[Dataset content Boundary: Start]

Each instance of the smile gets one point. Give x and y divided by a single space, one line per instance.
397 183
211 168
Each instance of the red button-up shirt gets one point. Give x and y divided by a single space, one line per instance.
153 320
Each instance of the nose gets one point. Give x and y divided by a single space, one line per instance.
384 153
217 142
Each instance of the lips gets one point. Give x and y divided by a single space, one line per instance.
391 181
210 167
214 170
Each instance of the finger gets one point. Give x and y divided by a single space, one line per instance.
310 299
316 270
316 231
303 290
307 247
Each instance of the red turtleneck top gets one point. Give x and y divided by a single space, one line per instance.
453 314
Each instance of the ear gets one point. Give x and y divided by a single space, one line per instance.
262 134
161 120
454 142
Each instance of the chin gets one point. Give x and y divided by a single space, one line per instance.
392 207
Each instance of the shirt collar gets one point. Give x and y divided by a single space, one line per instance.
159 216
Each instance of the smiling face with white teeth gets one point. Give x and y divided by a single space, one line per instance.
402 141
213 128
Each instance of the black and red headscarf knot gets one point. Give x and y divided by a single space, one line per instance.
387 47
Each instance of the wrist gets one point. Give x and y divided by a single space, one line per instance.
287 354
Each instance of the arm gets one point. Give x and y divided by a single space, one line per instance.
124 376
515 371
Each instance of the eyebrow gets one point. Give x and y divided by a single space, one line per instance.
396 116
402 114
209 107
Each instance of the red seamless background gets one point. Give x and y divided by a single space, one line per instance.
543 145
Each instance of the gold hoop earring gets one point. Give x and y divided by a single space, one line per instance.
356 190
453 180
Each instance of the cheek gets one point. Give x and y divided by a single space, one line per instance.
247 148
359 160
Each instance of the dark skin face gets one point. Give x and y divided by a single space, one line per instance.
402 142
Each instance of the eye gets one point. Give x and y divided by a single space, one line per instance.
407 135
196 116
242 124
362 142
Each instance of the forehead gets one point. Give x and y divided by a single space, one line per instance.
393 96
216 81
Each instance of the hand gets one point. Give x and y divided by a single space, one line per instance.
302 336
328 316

[Dataset content Boundary: End]
[Dataset content Boundary: Start]

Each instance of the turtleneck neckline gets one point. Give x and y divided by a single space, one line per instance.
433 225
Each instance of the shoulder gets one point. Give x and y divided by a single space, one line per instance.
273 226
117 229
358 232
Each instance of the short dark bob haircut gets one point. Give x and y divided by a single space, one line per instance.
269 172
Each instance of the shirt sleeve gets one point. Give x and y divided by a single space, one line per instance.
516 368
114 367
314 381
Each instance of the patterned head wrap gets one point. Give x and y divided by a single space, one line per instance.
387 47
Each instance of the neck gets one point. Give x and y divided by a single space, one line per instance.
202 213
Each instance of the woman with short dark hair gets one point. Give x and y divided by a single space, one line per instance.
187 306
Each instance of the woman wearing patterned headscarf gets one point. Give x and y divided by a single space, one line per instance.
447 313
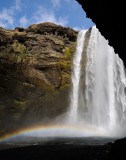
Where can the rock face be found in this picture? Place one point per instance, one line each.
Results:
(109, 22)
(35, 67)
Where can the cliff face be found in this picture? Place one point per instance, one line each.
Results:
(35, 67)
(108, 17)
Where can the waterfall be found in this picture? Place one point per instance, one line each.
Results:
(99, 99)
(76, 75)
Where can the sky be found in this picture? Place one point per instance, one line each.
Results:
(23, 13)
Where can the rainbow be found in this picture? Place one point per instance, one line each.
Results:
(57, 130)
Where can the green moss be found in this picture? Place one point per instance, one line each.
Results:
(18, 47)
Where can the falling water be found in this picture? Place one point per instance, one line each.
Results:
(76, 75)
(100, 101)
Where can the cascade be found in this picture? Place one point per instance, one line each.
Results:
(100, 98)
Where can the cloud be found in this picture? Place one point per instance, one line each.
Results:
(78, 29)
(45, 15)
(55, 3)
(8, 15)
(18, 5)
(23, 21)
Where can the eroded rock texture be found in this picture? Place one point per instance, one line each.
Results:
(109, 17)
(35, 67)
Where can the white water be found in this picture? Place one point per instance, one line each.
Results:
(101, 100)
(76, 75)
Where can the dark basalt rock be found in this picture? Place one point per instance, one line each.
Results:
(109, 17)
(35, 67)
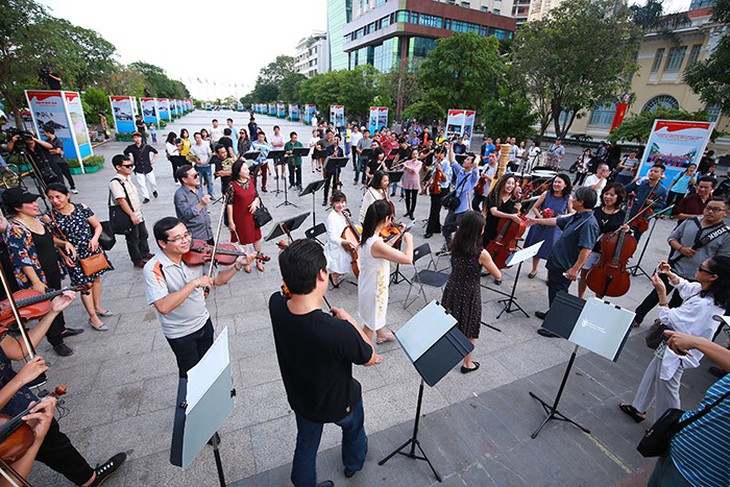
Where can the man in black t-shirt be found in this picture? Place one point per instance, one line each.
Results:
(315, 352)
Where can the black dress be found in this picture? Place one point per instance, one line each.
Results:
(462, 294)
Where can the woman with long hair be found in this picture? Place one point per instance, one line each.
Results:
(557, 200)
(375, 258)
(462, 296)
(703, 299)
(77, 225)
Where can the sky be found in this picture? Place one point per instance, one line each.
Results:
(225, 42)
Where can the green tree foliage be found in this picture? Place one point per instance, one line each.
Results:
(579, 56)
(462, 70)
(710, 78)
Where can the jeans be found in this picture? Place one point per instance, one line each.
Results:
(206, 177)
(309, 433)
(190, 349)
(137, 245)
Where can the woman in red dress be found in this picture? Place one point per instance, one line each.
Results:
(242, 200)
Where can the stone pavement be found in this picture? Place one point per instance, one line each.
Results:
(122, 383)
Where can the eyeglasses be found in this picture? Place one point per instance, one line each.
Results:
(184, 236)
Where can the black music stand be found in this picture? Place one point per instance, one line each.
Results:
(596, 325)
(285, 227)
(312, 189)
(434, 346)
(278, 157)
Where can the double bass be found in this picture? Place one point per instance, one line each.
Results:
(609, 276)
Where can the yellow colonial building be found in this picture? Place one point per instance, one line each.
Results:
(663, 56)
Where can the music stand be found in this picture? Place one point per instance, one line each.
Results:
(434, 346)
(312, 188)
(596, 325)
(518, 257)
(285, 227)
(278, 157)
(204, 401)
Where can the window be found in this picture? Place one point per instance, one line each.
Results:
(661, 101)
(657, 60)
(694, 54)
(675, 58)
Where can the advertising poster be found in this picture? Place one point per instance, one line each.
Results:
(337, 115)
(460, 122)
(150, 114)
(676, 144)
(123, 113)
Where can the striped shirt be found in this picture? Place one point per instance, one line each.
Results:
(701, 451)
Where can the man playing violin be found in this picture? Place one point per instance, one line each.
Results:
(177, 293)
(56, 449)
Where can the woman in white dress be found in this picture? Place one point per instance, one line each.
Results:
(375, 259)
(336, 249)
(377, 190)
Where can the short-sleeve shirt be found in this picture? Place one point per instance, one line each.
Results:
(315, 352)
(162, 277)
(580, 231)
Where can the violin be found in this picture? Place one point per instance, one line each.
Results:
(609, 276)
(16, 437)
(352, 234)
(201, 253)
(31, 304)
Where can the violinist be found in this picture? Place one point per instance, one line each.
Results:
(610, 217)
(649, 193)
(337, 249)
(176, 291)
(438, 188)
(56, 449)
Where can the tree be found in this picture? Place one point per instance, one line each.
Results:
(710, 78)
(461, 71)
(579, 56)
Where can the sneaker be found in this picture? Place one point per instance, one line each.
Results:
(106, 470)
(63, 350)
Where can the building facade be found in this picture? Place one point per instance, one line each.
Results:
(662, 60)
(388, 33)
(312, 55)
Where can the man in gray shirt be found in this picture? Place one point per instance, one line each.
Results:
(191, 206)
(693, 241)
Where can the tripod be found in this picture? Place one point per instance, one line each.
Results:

[Dataset content Boundary: End]
[Dataset content Boundary: Start]

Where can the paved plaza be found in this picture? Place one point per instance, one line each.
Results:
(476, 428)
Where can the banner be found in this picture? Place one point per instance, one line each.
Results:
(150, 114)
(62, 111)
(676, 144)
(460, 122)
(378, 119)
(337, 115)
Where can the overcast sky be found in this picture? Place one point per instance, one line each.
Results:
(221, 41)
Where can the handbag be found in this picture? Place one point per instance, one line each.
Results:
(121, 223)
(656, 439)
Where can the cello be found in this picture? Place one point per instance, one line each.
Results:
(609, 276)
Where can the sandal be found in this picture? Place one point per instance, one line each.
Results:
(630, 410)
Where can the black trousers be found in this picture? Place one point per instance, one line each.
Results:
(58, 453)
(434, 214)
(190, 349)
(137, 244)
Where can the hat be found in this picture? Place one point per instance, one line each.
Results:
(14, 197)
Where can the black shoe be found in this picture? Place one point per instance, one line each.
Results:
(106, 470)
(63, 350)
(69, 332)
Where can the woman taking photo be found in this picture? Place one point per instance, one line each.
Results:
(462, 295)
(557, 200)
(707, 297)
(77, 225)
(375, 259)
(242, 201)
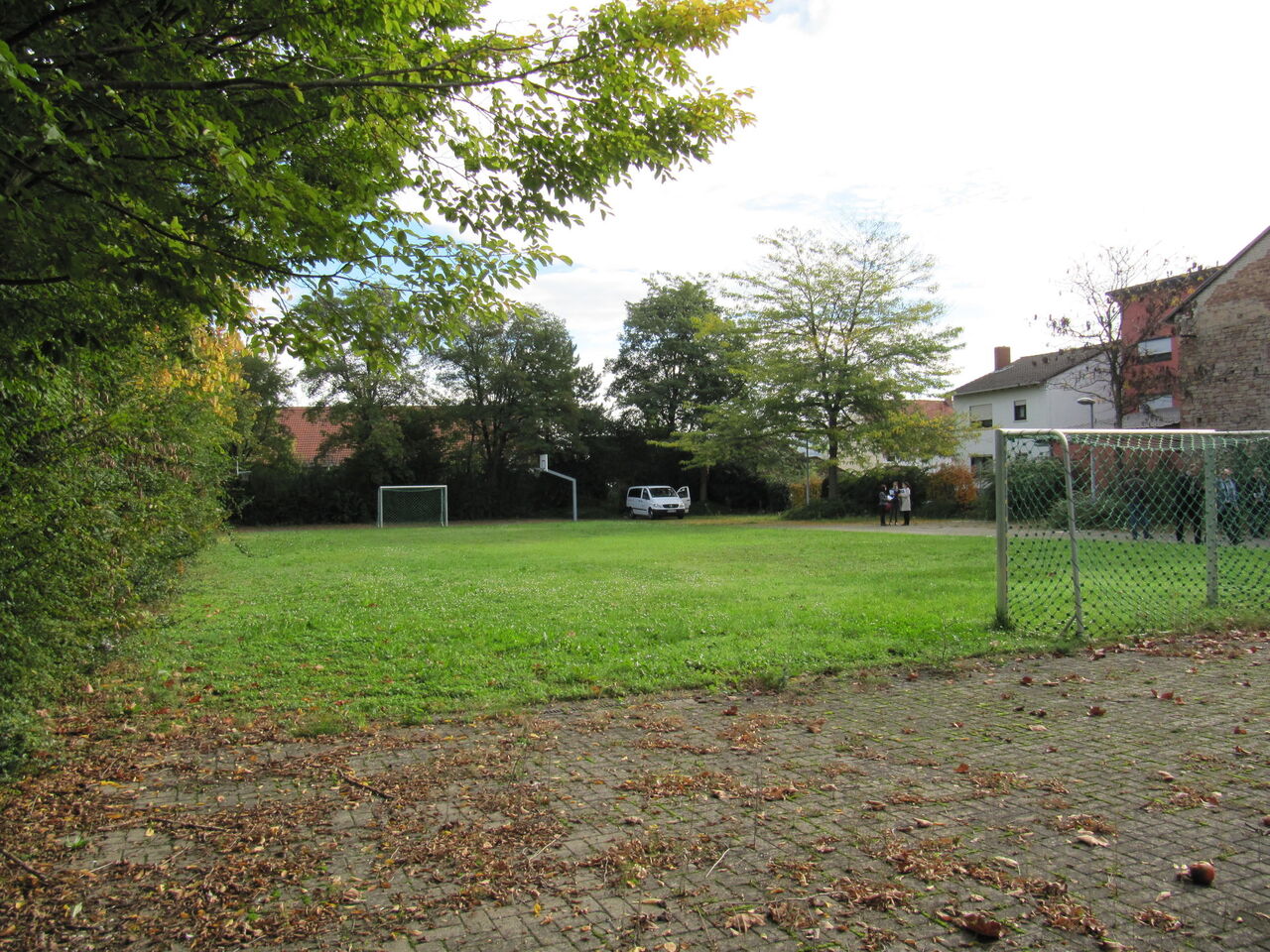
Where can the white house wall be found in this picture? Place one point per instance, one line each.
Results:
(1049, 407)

[Dataset content Boundary: End]

From the data above, copy every line where "green" appears.

Where can the green moss be found in this picture? Place one point per instance, one line each.
Where can the green tree foliage be found in this picture? Place one point per instance, one line each.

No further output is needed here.